▶ [EXTRACTED DATA]
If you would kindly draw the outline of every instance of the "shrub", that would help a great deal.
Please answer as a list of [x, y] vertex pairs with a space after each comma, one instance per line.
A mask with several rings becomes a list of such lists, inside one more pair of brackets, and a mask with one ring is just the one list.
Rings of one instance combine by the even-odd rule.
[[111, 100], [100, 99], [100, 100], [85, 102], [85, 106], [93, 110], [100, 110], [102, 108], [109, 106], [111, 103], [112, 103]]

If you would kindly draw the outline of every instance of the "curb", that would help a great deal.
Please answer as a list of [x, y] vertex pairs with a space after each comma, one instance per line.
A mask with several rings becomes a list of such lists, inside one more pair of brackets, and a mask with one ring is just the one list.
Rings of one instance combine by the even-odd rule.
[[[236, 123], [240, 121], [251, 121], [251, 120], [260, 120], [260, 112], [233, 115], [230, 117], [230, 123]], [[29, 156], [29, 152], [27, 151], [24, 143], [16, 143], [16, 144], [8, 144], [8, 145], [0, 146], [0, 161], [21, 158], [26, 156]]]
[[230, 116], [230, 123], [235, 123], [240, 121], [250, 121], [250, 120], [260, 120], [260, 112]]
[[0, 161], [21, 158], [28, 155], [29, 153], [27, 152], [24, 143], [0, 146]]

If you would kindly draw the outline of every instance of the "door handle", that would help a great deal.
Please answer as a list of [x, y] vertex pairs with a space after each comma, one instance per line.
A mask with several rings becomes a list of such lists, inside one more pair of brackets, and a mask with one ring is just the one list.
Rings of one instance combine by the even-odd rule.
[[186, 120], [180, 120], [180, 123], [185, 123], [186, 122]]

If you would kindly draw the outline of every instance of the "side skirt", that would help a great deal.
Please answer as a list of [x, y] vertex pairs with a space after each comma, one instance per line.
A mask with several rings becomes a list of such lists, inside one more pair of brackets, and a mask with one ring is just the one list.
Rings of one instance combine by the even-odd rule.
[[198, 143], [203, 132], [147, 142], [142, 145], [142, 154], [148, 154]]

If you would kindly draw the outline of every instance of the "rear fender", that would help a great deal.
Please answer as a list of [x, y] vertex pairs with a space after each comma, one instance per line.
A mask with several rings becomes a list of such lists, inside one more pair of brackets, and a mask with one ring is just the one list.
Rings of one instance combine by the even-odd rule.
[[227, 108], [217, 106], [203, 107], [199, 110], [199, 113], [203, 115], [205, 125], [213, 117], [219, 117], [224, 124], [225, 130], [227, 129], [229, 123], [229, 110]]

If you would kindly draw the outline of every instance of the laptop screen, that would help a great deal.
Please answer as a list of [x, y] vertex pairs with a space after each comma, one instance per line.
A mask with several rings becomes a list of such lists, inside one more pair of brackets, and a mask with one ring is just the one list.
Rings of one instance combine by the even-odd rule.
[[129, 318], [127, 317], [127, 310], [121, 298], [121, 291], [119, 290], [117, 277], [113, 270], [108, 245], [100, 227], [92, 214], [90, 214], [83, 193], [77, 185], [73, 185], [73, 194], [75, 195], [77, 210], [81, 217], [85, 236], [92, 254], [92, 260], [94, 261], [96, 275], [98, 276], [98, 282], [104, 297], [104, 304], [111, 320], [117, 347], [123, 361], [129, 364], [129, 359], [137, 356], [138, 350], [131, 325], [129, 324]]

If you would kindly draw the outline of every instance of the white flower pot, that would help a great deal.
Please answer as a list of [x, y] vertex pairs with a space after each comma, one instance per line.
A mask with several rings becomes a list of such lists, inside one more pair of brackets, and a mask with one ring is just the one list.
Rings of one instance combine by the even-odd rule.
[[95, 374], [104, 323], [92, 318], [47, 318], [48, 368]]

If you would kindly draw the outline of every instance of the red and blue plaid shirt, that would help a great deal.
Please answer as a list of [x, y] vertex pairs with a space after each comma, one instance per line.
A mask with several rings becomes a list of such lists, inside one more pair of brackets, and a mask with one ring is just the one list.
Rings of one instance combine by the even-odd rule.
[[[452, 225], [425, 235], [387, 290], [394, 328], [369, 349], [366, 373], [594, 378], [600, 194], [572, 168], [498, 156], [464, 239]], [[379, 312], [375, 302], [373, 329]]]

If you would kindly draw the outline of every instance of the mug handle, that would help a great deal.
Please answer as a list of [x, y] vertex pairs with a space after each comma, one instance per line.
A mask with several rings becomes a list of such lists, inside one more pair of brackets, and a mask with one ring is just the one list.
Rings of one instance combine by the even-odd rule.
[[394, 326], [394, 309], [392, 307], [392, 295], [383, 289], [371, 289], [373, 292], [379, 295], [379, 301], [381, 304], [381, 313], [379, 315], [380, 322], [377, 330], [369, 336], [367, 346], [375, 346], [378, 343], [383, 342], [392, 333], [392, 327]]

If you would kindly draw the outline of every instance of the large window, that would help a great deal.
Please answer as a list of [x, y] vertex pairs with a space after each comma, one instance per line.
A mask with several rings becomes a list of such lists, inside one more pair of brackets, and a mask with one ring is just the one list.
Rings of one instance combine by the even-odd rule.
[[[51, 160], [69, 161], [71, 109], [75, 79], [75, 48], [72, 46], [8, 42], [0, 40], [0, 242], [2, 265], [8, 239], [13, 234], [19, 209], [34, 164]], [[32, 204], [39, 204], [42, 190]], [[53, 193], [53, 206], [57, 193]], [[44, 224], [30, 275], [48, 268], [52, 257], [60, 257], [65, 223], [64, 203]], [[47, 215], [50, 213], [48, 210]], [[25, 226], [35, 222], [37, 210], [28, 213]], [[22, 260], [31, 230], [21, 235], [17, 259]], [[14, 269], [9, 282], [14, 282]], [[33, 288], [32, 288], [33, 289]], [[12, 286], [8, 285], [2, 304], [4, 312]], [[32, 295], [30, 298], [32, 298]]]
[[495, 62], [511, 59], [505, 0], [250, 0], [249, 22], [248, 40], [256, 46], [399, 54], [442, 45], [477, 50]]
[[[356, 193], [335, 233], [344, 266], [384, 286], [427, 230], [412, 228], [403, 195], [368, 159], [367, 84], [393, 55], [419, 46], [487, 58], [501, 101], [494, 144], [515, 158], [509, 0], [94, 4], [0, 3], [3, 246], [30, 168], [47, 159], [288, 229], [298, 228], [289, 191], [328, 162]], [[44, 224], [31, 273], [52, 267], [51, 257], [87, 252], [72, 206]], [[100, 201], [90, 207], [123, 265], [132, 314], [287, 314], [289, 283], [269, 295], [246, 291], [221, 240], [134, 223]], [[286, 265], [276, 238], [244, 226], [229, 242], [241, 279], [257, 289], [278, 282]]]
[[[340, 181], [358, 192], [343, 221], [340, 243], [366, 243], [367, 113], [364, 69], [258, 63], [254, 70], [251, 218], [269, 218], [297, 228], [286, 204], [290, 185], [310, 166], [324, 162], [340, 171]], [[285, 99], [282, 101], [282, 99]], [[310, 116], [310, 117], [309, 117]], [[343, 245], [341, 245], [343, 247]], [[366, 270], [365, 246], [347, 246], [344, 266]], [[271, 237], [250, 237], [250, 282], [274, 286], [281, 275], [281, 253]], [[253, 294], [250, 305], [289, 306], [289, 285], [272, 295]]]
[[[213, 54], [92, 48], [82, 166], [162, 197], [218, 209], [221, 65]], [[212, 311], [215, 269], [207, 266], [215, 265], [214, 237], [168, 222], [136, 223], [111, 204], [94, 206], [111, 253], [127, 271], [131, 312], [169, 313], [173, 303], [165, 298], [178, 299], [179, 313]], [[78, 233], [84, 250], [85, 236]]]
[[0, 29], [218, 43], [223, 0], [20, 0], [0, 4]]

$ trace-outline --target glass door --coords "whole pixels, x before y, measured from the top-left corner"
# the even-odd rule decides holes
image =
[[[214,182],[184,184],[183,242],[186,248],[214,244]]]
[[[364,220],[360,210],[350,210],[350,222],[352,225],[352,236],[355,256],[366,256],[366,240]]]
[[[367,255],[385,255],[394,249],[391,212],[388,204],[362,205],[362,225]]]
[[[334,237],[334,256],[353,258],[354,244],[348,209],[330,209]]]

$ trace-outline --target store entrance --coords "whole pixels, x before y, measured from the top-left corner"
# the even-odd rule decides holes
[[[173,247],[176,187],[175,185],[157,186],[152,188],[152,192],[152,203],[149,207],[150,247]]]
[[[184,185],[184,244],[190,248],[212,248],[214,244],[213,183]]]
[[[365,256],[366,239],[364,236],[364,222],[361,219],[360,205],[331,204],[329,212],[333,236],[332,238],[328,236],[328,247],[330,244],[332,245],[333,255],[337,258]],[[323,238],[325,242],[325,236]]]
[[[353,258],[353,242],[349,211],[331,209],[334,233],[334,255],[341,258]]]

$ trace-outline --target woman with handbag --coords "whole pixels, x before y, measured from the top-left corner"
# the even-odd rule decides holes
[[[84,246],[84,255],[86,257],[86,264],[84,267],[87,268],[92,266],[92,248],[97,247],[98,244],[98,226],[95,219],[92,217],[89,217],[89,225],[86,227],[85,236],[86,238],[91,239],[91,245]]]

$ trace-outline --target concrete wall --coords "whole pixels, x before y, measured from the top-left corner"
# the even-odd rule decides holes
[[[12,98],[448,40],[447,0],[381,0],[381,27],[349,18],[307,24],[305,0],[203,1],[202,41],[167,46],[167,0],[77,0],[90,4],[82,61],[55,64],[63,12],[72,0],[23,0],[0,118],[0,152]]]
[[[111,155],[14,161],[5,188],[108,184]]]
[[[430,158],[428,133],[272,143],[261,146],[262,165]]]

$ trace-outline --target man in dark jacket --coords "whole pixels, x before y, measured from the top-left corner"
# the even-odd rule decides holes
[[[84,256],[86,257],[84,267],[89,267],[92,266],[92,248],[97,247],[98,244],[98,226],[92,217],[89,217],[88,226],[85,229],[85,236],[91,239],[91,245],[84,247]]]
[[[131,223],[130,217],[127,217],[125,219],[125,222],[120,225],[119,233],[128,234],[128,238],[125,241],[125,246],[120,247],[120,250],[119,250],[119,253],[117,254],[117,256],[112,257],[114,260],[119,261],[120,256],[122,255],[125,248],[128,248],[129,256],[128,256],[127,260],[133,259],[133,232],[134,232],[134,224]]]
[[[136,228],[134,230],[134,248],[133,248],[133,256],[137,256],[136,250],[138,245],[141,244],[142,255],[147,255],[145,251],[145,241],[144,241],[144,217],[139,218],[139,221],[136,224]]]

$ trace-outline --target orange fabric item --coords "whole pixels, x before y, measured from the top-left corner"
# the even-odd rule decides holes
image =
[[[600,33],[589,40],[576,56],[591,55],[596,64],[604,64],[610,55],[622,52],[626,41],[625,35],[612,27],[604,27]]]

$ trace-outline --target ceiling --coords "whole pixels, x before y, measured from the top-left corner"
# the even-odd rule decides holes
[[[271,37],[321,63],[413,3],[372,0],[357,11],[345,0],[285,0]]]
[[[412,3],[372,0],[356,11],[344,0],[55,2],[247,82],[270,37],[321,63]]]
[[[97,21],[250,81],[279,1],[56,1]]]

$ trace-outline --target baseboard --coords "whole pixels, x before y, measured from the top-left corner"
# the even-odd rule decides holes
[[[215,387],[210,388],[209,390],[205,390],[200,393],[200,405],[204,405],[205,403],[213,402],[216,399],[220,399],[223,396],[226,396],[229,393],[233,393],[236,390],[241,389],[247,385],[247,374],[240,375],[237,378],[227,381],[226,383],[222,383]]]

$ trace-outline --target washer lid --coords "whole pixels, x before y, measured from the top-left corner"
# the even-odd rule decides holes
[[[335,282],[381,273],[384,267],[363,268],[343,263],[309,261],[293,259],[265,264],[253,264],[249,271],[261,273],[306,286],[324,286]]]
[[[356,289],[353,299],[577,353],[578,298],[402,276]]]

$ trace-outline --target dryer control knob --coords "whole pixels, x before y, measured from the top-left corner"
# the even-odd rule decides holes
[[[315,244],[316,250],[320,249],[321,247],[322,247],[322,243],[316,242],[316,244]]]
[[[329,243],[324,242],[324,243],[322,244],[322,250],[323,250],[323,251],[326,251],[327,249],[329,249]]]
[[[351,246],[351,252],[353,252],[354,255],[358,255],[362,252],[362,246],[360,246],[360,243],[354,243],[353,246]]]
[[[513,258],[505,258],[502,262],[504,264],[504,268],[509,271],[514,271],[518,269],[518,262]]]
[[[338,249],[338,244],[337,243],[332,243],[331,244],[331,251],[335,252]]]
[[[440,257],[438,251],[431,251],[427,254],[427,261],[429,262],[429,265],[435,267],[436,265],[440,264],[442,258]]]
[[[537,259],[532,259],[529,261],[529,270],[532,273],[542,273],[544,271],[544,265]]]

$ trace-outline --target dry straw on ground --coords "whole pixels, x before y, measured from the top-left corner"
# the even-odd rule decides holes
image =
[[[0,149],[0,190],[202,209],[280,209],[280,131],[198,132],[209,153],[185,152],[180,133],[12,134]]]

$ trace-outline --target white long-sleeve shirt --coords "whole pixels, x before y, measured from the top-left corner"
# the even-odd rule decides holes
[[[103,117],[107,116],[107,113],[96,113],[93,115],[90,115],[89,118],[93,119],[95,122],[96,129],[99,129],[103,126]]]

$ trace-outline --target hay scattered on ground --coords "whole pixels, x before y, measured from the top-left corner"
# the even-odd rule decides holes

▶ [EXERCISE AIM]
Check every line of the entries for "door" and report how many lines contain it, without any other words.

▶ [COMPLETED TASK]
2